● ACTIVITY 1: Recast the paragraph in the runtime-matching passage that begins "The modelSizeRange field defines" as a short bulleted list that keeps its main facts.
● ACTIVITY 2: Extend the runtime-matching passage, picking up right after its last sentence on the default protocol version.

━━ QUOTED PASSAGE ━━

All these attributes must match between the model and the runtime’s supportedModelFormats for the runtime to be considered compatible.

Model Size Range

The modelSizeRange field defines the minimum and maximum model sizes that the runtime can support. This field is optional, but when provided, it helps the controller identify a runtime that matches the model size within the specified range. If multiple runtimes meet the size requirement, the controller will choose the runtime with the range closest to the model size.

Protocol Version Support

The runtime must support the requested protocol version. Protocol versions include:

  • openAI: OpenAI-compatible API format
  • openInference-v1: Open Inference Protocol version 1
  • openInference-v2: Open Inference Protocol version 2

If no protocol version is specified in the InferenceService, the controller defaults to openAI.

━━━
━━ DATA UNDER STUDY ━━

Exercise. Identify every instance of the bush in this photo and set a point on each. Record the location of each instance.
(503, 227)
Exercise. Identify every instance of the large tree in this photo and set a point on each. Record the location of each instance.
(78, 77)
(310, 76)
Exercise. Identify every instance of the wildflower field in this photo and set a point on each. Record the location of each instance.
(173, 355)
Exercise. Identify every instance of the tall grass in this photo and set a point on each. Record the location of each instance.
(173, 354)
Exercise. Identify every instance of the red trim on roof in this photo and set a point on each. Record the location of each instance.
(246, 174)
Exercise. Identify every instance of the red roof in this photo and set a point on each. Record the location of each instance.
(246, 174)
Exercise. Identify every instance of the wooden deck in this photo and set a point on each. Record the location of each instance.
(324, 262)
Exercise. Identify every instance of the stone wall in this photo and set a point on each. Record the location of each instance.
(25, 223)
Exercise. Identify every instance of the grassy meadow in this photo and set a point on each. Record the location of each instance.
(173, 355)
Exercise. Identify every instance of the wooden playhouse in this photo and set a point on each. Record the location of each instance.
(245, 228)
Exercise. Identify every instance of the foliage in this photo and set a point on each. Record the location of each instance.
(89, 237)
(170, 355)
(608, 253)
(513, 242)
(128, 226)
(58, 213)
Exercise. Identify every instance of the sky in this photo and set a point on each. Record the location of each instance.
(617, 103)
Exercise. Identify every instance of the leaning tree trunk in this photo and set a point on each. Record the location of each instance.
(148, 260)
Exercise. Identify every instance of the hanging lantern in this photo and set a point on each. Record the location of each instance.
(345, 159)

━━━

● WRITTEN REPLY 1:
- The modelSizeRange field sets the minimum and maximum model sizes a runtime can support.
- The field is optional.
- When it is provided, the controller uses it to find a runtime whose range covers the model size.
- If several runtimes meet the size requirement, the controller picks the one whose range is closest to the model size.

● WRITTEN REPLY 2:
Auto-Selection

The runtime must have autoSelect enabled for at least one supported format. This ensures that only runtimes explicitly marked for automatic selection are considered during the selection process.

Priority

If more than one serving runtime supports the same model architecture, format, framework, quantization, and size range with same version, then we can optionally specify priority for the serving runtime. Based on the priority the runtime is automatically selected if no runtime is explicitly specified. Note that, priority is valid only if autoSelect is true. Higher value means higher priority.

For example, let’s consider the serving runtimes srt-mistral-7b-instruct and srt-mistral-7b-instruct-2. Both the serving runtimes support the MistralForCausalLM model architecture, transformers model framework, safetensors model format, version 1 and both supports the protocolVersion openAI. Also note that autoSelect is enabled in both the serving runtimes.

apiVersion: ome.io/v1beta1
kind: ClusterServingRuntime
metadata:
  name: srt-mistral-7b-instruct
spec:
  supportedModelFormats:
    - name: safetensors
      modelFormat:
        name: safetensors
        version: "1.0.0"
      modelFramework:
        name: transformers
        version: "4.36.2"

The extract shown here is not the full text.